**Stated problem 1:** Find every line in the rows below that contains the word "metal" and copy each one. Case counts.

**Supplied text:**

◇ ◇ ◇

Training Aircrews for WWII



The airplanes of WWII were complex machines, and required skilled, highly trained personnel. Some required only a single crewmember, a pilot, others required several crewmen: pilot, co-pilot, radio operator, bombardier, navigator, flight engineer and one or more gunners.  Each crewmember was a vital, integral part of the team.  This is the story of the training of some of those crewmembers - the pilots. 


Becoming a USAAF pilot during WWII wasn’t an easy, simple or quick procedure. To illustrate how difficult and dangerous the task was, consider that 324,647 cadets entered training between January 1941 and August 1945. 132,993 washed out or were killed during training. This attrition rate of nearly 40%, was due primarily to physical problems, accidents or inability to master the rigorous academic requirements. The training process involved several phases, and the cadet could “wash out” anywhere along the line.  


Upon making the decision to apply for Aircrew Training, a young man would go to any Aviation Cadet Examining Board and apply for examination.  If the applicant passed the mental and physical exam he would be given a letter stating he was considered mentally and physically qualified for air crew training. He would then go to his Selective Service Board and volunteer for induction.

◇ ◇ ◇

**Stated problem 2:** According to the passage on WWII pilot training, how many cadets entered training between January 1941 and August 1945?

◇ ◇ ◇

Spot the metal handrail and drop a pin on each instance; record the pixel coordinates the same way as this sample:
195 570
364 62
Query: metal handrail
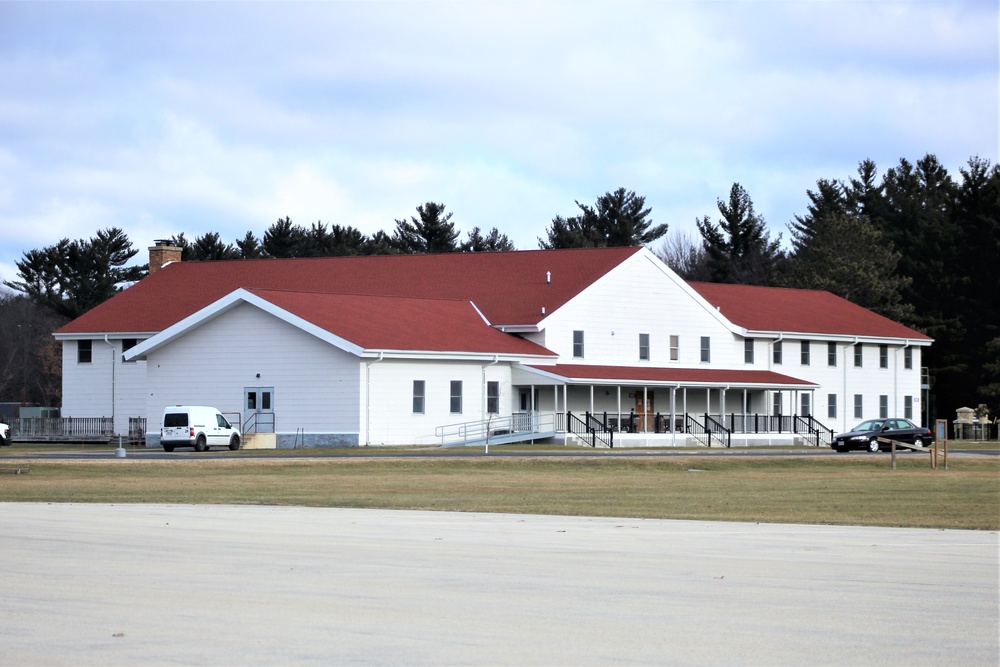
590 428
482 430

◇ ◇ ◇

**Full output 1:**
Spot the metal handrail and drop a pin on each instance; record the pixel coordinates the same way as this sample:
Query: metal handrail

**Full output 2:** 324,647 cadets.